*Extrait:*
──────
Georg Lukaks est un brillant philosophe hongrois de langue allemande qui a dû quitter la Hongrie pour l'Autriche, puis l'Allemagne, puis la Russie pour revenir en Hongrie et encore s'exiler en Roumanie cette fois après l'insurrection de 1956 à laquelle il a participé et pour enfin le retour au bercail en 1957. Il a comme influenceur politique Marx, Lénine ; il deviendra marxiste et sera un précurseur à rechercher les causes du nationalisme allemand, à soulever la pierre pour voir ce qu'elle cache comme intention maligne chez Nietzsche, Heidegger qui va enfanter du système totalitaire.



Dans plusieurs livres, il s'est intéressé à Tolstoï et lui a même consacré le présent essai éponyme, parce que l'écrivain russe s'est toujours attaché à la cause des paysans misérables, ensuite du prolétariat russe. Dans ses fictions réalistes là où il croquait le portrait de la haute bourgeoisie russe, n'était jamais absent le trait pour pour les pauvres gens. Cette démarche, outre l'excellence du style, a naturellement plu à Georg Lukaks.
──────
*Données:*

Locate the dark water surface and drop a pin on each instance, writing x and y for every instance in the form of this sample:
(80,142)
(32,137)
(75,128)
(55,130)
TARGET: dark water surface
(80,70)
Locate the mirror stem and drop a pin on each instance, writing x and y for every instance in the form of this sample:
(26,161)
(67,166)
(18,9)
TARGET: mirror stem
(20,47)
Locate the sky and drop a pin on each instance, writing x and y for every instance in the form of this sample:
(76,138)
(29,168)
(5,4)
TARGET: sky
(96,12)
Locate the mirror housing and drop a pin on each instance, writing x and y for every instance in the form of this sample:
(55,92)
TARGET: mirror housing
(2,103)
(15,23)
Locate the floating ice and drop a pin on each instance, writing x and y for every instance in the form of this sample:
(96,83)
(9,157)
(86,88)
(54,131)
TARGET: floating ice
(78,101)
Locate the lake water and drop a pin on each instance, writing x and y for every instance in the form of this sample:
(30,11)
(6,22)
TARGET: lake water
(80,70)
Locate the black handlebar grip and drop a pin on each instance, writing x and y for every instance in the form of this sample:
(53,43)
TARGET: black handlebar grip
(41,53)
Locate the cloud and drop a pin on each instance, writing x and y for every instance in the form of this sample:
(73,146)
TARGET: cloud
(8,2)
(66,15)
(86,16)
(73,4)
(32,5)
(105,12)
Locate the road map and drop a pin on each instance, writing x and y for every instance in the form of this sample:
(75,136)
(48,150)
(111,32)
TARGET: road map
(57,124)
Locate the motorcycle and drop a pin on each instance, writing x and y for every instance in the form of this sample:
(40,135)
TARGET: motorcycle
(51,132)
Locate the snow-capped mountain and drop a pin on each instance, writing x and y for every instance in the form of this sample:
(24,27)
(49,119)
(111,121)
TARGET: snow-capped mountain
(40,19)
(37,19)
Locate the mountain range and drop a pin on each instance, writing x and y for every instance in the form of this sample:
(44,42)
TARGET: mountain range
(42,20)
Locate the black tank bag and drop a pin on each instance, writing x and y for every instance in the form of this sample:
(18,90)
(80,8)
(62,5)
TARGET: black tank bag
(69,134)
──────
*Consignes:*
Que dit le texte sur Georg Lukaks en réponse à ces questions ?
(a) Dans quel pays Lukaks s'est-il exilé après l'insurrection de 1956 ?
(b) En quelle année est-il finalement revenu en Hongrie ?
(c) À quelle cause Tolstoï s'est-il toujours attaché ?

*Réponse:*
(a) En Roumanie.
(b) En 1957.
(c) À la cause des paysans misérables, puis à celle du prolétariat russe.